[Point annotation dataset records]

———

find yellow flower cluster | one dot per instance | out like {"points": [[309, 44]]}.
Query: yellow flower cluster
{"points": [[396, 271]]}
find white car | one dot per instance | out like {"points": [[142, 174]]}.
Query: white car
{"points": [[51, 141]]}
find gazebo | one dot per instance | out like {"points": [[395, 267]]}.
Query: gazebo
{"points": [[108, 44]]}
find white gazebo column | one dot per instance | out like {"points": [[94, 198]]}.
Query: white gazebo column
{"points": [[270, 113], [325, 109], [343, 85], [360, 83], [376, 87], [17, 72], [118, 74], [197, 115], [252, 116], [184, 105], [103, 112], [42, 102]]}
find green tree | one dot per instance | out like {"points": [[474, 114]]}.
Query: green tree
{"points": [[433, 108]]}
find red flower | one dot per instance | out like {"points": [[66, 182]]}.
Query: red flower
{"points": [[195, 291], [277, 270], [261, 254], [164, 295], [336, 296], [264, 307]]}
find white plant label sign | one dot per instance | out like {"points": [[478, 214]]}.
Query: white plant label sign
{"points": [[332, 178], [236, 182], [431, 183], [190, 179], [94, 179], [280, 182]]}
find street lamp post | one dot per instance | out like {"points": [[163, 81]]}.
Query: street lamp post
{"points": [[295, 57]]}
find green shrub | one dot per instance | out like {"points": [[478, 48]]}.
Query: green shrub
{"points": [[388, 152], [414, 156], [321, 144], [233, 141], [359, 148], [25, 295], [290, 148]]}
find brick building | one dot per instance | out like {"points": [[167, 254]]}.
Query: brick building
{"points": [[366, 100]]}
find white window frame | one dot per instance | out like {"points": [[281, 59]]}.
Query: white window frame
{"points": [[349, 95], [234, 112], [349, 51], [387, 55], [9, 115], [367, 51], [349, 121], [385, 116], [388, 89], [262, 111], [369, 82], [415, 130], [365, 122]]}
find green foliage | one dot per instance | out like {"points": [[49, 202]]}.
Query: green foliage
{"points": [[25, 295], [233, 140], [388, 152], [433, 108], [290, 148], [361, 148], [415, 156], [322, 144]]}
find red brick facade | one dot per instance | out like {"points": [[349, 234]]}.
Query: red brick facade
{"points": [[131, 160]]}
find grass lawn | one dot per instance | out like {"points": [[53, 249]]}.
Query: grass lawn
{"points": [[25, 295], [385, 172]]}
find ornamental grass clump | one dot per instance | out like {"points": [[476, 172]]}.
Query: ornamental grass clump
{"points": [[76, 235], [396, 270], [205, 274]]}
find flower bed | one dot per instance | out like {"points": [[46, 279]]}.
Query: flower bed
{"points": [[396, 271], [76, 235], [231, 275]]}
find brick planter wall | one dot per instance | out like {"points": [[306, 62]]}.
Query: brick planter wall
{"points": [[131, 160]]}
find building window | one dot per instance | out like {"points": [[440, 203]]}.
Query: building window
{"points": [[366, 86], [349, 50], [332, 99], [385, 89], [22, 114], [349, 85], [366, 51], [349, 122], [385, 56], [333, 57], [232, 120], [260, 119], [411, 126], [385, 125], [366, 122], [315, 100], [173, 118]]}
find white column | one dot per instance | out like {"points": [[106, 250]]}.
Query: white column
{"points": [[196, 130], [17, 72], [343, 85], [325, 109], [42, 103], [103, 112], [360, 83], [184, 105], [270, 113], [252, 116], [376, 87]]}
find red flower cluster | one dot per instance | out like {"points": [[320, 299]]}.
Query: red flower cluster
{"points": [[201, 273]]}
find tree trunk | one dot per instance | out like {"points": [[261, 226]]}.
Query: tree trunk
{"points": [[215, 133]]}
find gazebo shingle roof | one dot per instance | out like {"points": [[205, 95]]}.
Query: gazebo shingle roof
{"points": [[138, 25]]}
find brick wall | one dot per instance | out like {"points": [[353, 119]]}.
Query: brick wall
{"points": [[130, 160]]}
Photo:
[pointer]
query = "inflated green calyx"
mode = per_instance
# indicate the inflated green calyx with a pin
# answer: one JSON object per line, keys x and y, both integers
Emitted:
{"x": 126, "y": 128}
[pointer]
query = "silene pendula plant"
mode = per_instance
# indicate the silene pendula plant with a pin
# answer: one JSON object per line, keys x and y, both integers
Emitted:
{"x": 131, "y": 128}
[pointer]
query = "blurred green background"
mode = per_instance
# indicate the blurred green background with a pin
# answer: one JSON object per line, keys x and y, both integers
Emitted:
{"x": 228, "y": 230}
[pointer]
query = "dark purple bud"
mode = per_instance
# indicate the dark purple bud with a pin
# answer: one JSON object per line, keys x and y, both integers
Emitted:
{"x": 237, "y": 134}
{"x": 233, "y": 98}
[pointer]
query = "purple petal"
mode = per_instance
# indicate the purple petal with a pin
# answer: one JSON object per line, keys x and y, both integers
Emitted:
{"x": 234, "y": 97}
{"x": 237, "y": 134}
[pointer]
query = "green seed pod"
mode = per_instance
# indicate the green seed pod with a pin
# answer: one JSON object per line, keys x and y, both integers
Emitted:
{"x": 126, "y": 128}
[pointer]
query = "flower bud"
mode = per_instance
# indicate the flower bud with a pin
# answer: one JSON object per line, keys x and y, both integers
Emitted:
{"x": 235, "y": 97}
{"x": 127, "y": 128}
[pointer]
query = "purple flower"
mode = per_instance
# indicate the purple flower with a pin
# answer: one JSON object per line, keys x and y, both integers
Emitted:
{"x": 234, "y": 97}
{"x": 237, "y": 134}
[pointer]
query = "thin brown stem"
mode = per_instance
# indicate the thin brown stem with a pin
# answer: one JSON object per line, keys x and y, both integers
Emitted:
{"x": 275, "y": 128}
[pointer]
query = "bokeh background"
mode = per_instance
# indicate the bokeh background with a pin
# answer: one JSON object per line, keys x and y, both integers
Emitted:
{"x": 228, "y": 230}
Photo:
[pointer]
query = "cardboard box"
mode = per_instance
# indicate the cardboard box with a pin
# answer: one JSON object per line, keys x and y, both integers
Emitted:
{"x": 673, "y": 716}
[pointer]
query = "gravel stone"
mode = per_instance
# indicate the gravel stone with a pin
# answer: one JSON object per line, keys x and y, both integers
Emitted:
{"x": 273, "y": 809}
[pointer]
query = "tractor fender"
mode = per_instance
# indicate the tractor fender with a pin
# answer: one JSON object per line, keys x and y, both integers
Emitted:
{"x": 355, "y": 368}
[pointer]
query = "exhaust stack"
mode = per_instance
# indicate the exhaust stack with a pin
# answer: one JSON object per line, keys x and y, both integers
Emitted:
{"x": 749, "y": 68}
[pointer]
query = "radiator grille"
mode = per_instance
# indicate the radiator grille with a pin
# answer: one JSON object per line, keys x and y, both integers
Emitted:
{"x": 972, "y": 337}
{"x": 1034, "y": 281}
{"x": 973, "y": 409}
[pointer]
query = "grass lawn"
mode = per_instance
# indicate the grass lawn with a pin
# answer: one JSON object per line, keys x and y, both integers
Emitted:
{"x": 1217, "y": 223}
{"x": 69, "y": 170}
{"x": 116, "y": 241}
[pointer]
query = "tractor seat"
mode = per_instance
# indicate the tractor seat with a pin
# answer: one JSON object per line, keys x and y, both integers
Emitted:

———

**REQUEST:** Select every line in the entries above that contains the word "flower", and copy each one out in full.

**RESPONSE TO THIS TASK:**
find yellow flower cluster | one dot per instance | out like {"points": [[309, 44]]}.
Query: yellow flower cluster
find red flower | one dot per instance | out like {"points": [[66, 182]]}.
Query: red flower
find flower bed | one dot per instance | out like {"points": [[46, 279]]}.
Query: flower bed
find red flower cluster | one dot per instance | out like {"points": [[320, 299]]}.
Query: red flower cluster
query = "flower bud"
# indicate the flower bud with a pin
query = "purple flower"
# indicate the purple flower with a pin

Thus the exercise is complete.